* **Required actions**
1 – Decide whether each of the following statements agrees with the passage on abnormality classification, answering yes or no and quoting the deciding words of the passage: (a) the added contextual information improves the F1 score for 16 of the 18 anomalies; (b) bronchiectasis is among the anomalies with the largest gains; (c) the authors treat accuracy as the most informative indicator of abnormality detection.
2 – Reproduce the stretch of the passage on abnormality classification from "Figure 4 details" through "it is beneficial.", word for word.

* **Selected text**
__________

Table 2 demonstrates that incorporating clinical indications and patient demographics significantly improves upon state-of-the-art single-modality methods. Specifically, our model achieves an AUROC of $81.51$ ( $+ Δ 3.23 %$ over CT-Net) and the highest accuracy of $79.48$ . However, in an imbalanced multilabel setting, accuracy is primarily driven by correct predictions on abundant classes (especially the normal class) and therefore tends to overestimate overall performance. This also explains why precision ( $43.93$ ) and recall ( $65.37$ ) are lower despite high accuracy: even a small number of false positives can markedly reduce precision for rare classes. For this reason, we emphasize the F1 score as a more informative indicator of abnormality detection. Specifically, we achieved an average F1 score of $51.58$ [improvements of $+ Δ 6.13 %$ and $+ Δ 16.22 %$ over CT-Net [9] and CT-ViT [10], respectively]. CT-Net with demographics and clinical indications outperforms baseline CT-Net and CT-ViT (paired $t$ -test, $p < 0.01$ ) for all metrics, indicating that incorporating clinical and demographic information enhances classification performance.

Table 2

Table 2. Quantitative evaluation of the multilabel classification task on the test set.

Figure 4 details the impact on F1 score for each abnormality when integrating patient demographics and clinical indications, demonstrating that this additional contextual information improves performance for 16 out of 18 anomalies. The largest gains, observed for interlobular septal thickening, consolidation, mosaic attenuation, and lung opacity, suggest that these findings are particularly context-dependent and strongly correlated with clinical factors. While most anomalies benefit from the auxiliary information, a minority, such as bronchiectasis, shows slight performance decreases, possibly because the added inputs may introduce noise for anomalies that already possess distinctive visual signatures. A promising future direction is to develop adaptive integration strategies that selectively incorporate contextual information when it is beneficial.

__________

* **Information shown**

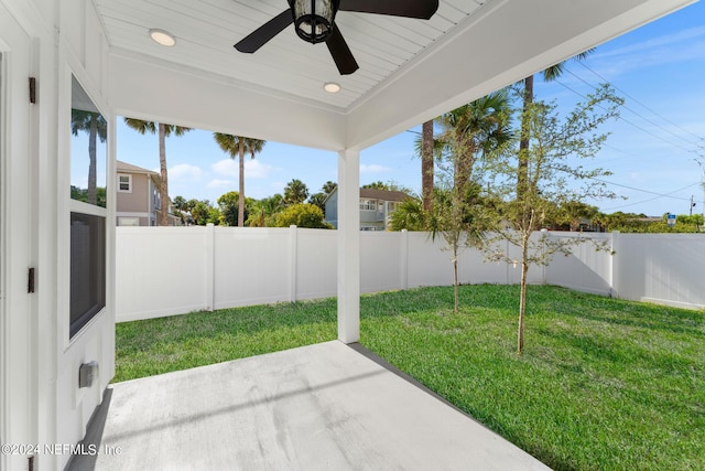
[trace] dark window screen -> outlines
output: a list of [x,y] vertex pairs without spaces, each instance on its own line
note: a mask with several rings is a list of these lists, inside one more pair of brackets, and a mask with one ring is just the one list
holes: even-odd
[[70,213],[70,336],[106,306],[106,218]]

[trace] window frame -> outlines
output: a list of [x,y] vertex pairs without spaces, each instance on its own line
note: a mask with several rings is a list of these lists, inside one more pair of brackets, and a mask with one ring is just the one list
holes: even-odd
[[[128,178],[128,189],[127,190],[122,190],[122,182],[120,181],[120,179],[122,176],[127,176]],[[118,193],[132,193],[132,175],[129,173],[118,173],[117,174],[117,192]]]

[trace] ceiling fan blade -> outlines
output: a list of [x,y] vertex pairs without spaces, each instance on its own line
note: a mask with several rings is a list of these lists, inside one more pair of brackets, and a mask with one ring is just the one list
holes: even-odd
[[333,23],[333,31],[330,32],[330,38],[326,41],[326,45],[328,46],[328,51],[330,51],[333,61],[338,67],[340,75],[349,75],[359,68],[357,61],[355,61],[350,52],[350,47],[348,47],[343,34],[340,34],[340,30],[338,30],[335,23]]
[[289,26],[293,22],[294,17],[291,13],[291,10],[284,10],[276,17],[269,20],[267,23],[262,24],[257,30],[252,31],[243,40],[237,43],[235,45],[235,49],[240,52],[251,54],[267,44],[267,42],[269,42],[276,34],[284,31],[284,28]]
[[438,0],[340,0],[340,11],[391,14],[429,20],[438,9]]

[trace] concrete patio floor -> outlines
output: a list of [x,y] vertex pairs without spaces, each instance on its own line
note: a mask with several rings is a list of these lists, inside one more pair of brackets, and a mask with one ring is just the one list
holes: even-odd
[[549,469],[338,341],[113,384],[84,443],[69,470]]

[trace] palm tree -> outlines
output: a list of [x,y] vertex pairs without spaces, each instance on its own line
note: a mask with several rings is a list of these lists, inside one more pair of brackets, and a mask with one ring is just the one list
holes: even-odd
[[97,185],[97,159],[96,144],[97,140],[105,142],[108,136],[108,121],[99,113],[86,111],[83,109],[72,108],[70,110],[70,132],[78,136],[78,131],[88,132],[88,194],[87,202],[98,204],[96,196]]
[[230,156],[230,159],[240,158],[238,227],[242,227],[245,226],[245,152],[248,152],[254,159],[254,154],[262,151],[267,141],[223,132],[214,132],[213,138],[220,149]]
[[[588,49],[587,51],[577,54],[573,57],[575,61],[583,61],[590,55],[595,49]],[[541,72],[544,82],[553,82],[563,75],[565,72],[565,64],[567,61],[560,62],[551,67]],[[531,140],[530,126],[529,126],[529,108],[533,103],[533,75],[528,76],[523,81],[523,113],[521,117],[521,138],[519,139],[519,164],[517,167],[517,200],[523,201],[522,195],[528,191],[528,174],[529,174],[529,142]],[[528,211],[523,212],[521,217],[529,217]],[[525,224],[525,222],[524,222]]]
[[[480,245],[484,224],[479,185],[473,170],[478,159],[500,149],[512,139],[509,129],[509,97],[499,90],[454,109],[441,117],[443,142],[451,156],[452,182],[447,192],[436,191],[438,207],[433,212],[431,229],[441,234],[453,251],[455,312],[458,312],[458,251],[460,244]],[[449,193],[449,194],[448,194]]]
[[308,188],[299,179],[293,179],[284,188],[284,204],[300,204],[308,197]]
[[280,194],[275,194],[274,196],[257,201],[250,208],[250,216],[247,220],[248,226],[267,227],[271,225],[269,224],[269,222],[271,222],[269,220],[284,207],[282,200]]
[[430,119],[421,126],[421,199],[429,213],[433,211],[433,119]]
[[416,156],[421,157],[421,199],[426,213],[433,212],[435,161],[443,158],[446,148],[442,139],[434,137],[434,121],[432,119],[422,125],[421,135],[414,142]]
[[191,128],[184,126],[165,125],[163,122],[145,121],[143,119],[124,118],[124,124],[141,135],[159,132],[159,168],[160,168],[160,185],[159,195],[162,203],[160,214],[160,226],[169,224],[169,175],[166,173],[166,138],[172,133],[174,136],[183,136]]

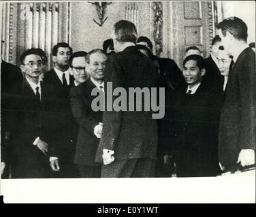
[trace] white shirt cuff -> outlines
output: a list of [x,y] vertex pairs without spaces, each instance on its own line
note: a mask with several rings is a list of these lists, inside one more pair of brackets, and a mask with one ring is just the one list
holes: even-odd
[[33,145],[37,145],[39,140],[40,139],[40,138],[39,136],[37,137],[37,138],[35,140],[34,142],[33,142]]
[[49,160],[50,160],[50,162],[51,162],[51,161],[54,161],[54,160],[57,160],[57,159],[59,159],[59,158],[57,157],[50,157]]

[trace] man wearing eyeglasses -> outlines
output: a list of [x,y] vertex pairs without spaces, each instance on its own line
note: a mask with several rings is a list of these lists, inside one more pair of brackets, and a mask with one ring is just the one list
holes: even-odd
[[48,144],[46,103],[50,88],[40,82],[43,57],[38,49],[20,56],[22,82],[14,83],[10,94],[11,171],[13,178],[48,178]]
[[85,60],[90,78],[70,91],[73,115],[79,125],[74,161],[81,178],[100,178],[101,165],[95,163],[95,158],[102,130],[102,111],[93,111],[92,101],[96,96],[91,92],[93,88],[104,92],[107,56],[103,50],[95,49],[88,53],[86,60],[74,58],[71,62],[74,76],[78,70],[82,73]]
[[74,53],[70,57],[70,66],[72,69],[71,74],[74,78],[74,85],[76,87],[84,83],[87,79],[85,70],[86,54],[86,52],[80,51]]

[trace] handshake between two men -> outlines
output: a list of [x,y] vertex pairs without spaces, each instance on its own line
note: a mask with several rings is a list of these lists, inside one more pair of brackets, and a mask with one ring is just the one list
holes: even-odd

__________

* **Responses per task**
1 –
(a) Yes: "demonstrating that this additional contextual information improves performance for 16 out of 18 anomalies."
(b) No: "a minority, such as bronchiectasis, shows slight performance decreases."
(c) No: "we emphasize the F1 score as a more informative indicator of abnormality detection."

2 –
Figure 4 details the impact on F1 score for each abnormality when integrating patient demographics and clinical indications, demonstrating that this additional contextual information improves performance for 16 out of 18 anomalies. The largest gains, observed for interlobular septal thickening, consolidation, mosaic attenuation, and lung opacity, suggest that these findings are particularly context-dependent and strongly correlated with clinical factors. While most anomalies benefit from the auxiliary information, a minority, such as bronchiectasis, shows slight performance decreases, possibly because the added inputs may introduce noise for anomalies that already possess distinctive visual signatures. A promising future direction is to develop adaptive integration strategies that selectively incorporate contextual information when it is beneficial.